_Task item_: Locate the string "green" throughout the material and copy every line in which it occurs.
-----
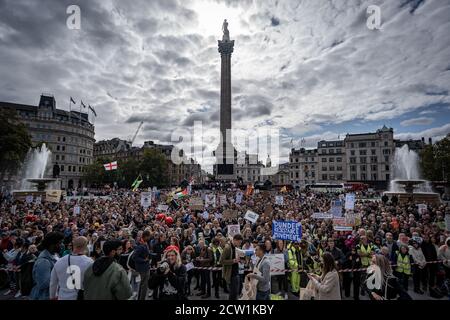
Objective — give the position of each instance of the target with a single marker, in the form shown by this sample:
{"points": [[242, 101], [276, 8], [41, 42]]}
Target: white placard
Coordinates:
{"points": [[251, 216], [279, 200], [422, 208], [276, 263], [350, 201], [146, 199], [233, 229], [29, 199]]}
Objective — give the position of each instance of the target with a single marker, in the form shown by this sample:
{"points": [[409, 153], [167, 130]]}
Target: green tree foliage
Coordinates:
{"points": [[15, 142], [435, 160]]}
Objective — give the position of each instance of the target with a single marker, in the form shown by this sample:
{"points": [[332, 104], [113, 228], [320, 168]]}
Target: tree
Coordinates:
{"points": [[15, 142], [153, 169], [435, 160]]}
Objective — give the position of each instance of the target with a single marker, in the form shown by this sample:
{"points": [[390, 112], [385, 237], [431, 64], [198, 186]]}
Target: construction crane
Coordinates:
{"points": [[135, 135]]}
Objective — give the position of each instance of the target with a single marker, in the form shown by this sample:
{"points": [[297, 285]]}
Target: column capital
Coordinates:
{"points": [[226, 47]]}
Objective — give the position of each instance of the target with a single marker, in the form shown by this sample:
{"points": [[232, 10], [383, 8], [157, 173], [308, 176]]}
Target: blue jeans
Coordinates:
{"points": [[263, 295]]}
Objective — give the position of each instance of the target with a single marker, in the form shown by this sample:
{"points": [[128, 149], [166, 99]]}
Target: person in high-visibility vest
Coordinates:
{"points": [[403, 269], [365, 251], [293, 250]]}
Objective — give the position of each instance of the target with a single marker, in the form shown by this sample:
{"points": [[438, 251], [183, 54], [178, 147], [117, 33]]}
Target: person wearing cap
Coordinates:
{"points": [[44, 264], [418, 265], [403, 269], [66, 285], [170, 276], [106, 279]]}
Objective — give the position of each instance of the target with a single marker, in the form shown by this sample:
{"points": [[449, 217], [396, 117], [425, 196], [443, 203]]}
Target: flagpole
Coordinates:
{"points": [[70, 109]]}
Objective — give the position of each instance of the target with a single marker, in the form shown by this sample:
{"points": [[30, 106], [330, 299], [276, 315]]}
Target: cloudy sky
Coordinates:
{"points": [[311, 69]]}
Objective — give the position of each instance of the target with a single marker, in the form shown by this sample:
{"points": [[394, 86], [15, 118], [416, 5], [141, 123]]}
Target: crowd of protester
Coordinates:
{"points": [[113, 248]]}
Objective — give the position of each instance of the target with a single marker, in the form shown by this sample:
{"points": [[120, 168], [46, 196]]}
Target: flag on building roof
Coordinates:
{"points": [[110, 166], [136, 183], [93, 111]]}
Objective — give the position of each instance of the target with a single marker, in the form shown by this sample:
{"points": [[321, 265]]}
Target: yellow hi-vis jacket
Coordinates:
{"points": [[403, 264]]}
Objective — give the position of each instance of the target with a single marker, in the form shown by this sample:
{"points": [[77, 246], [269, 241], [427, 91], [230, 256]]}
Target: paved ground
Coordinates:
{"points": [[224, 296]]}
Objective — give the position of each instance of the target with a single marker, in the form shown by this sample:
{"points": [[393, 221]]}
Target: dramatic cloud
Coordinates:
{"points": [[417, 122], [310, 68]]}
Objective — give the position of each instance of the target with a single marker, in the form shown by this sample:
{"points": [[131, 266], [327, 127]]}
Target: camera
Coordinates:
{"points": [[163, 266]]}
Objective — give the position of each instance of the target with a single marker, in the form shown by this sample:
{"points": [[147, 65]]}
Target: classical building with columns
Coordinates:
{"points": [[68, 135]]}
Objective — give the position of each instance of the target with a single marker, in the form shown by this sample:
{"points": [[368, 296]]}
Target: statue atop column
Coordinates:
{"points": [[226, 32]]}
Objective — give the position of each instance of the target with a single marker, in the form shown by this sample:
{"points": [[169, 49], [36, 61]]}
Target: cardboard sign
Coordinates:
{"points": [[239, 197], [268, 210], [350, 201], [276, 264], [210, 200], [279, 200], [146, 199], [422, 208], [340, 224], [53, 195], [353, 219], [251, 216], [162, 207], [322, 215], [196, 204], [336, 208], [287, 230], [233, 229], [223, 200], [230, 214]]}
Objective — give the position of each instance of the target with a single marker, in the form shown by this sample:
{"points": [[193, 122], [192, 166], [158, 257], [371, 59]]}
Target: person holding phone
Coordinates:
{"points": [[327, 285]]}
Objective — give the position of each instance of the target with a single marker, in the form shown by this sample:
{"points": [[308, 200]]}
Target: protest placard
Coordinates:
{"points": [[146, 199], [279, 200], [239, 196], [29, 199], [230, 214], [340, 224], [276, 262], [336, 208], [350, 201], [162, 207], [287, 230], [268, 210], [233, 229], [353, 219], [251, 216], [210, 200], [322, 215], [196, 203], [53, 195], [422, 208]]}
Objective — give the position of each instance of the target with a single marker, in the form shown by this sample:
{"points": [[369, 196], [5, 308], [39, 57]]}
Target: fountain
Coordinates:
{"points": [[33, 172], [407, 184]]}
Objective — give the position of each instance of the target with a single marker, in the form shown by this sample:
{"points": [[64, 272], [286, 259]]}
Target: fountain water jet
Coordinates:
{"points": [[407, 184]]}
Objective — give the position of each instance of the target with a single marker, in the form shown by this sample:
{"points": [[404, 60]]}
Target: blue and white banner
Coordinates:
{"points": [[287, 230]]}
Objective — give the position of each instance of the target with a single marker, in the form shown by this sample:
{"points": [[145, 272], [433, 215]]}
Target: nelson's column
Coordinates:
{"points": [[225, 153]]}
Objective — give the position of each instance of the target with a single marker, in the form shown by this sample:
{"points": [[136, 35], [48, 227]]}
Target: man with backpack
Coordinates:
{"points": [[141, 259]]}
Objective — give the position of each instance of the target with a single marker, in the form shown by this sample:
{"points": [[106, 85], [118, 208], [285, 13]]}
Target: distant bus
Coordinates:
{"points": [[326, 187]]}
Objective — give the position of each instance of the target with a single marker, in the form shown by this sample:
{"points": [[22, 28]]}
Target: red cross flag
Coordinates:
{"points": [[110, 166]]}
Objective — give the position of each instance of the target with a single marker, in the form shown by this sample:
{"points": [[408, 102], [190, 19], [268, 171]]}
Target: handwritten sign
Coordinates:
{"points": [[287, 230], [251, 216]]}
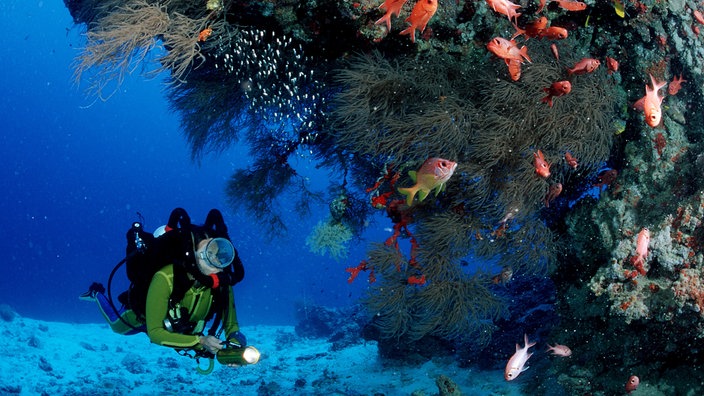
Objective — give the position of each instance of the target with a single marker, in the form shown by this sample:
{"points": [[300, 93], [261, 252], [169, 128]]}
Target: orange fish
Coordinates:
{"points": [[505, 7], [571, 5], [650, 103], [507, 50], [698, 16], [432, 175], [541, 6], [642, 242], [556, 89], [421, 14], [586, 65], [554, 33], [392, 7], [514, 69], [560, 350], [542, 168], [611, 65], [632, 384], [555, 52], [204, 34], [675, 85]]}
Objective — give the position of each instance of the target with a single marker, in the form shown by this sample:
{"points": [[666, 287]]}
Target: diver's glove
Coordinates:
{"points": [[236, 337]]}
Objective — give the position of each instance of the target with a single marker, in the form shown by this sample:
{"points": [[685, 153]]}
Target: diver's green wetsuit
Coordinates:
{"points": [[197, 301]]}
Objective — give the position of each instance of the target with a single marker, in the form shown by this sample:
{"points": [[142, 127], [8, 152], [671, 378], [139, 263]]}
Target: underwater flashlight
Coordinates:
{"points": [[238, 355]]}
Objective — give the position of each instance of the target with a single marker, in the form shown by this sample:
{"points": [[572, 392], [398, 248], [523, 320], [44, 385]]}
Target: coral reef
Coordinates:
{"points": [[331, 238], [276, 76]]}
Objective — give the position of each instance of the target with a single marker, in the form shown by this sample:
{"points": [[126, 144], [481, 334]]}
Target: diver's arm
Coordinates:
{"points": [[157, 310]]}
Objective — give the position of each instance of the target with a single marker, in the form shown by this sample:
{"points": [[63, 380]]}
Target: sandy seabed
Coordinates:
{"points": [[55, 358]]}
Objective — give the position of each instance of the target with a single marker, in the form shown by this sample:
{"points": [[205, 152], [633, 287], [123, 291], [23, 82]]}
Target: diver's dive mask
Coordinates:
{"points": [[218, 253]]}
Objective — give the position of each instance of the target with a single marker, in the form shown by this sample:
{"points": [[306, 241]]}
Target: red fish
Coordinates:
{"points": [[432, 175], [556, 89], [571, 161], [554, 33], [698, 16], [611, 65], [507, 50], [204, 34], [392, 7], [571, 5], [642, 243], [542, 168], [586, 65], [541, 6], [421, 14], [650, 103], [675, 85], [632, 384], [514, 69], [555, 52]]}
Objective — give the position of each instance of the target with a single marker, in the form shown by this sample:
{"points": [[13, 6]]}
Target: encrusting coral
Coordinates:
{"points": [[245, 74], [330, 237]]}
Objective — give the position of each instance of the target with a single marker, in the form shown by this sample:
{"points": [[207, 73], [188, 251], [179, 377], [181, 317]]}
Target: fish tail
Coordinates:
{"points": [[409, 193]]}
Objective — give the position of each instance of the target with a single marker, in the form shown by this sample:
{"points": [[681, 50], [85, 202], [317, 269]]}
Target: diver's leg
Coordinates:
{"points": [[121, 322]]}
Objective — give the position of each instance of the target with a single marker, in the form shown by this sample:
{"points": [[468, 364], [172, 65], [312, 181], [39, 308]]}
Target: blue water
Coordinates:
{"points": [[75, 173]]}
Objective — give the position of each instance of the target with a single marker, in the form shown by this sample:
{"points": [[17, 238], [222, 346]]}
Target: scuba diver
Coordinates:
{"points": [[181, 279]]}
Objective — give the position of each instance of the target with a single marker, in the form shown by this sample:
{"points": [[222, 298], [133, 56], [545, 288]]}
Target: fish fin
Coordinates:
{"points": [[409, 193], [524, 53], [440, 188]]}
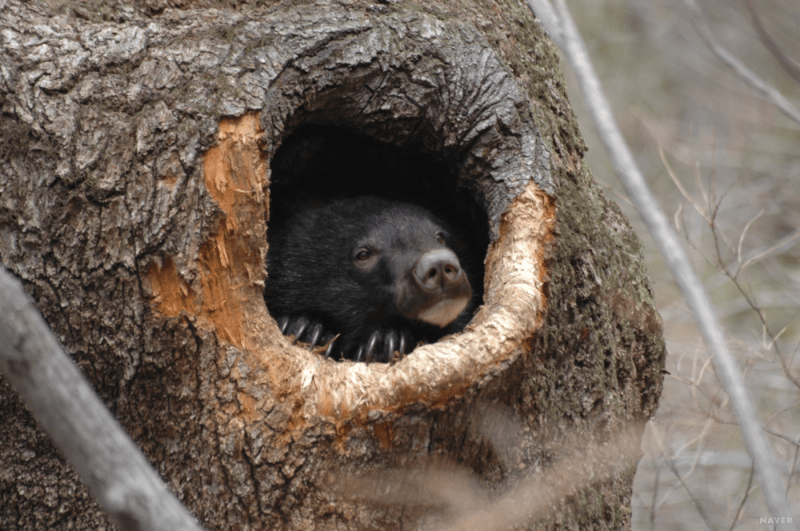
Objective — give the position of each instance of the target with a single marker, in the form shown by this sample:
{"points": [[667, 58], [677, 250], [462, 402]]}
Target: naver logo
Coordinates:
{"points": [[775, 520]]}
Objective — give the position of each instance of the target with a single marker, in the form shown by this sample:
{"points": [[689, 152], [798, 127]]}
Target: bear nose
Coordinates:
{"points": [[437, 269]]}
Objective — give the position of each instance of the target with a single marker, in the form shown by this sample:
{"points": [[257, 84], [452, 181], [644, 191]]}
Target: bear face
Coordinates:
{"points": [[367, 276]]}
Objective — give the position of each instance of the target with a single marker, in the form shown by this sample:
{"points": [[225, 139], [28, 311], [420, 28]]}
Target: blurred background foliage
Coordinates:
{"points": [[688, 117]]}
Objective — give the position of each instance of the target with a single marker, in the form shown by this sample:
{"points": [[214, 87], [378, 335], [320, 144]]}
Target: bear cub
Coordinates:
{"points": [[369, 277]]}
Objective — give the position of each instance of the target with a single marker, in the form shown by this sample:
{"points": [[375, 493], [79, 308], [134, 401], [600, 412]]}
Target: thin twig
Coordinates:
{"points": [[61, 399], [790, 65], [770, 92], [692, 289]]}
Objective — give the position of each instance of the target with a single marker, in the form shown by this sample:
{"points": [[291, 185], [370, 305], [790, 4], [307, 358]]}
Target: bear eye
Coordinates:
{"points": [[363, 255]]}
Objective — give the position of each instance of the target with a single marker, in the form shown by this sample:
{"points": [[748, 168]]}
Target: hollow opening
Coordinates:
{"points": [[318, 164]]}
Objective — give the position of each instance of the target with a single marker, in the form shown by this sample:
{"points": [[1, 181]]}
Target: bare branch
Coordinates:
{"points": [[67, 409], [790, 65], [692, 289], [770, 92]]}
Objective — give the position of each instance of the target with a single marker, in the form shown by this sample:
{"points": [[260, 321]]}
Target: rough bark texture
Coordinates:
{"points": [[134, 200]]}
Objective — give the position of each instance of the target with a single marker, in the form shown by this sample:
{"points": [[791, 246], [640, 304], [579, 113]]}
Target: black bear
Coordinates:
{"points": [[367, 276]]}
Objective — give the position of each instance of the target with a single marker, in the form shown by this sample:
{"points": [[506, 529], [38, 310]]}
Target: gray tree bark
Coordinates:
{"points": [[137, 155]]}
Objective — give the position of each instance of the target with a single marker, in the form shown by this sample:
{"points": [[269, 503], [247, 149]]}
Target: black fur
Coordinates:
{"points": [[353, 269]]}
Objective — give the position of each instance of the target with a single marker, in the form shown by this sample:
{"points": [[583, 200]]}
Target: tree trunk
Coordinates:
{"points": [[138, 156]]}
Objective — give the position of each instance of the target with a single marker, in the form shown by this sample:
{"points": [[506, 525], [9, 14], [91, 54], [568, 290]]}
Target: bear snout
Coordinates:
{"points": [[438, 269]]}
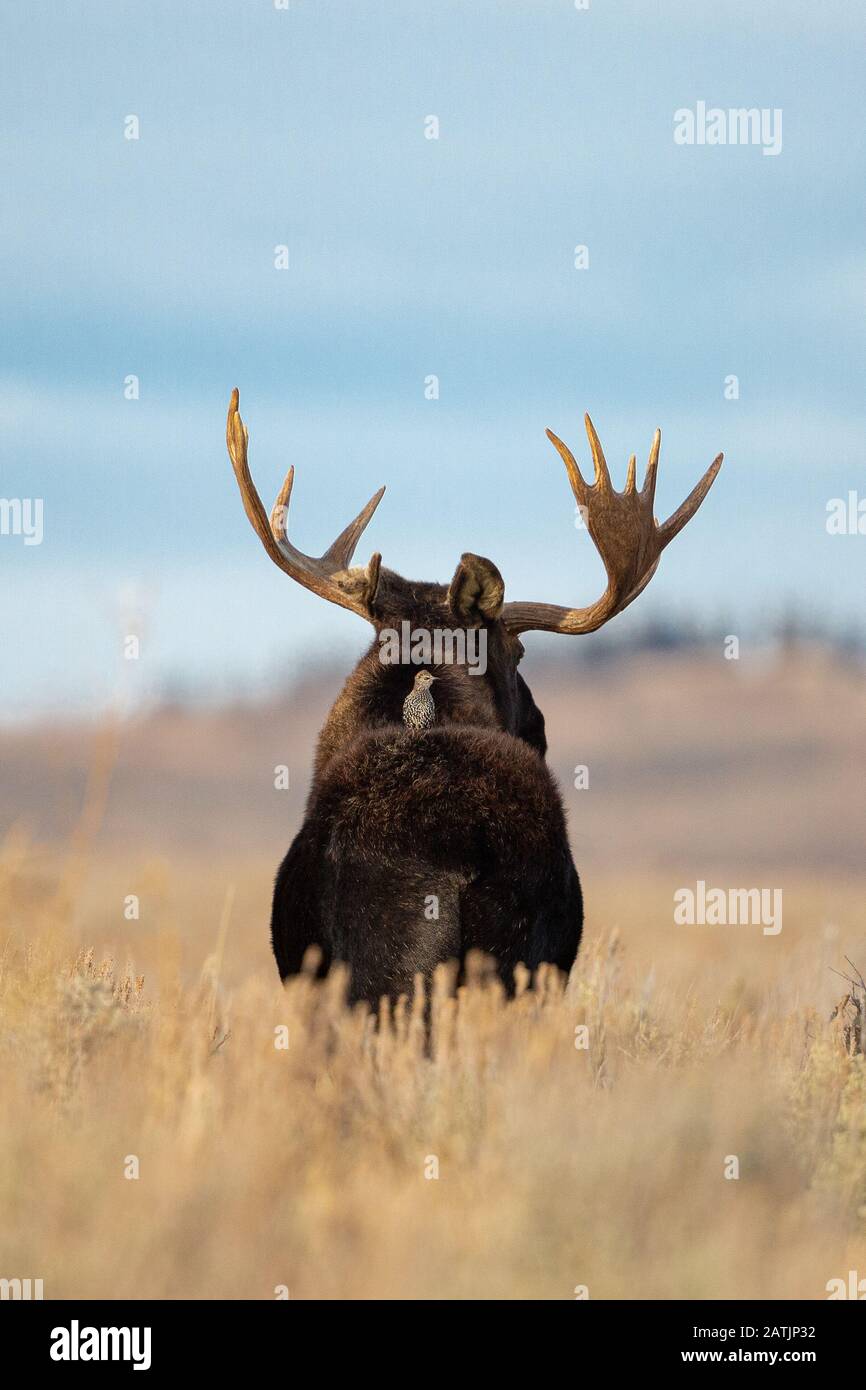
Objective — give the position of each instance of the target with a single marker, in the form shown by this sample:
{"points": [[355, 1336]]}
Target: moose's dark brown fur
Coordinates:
-----
_Problem solution_:
Target: green tree foliage
Target: diver's green wetsuit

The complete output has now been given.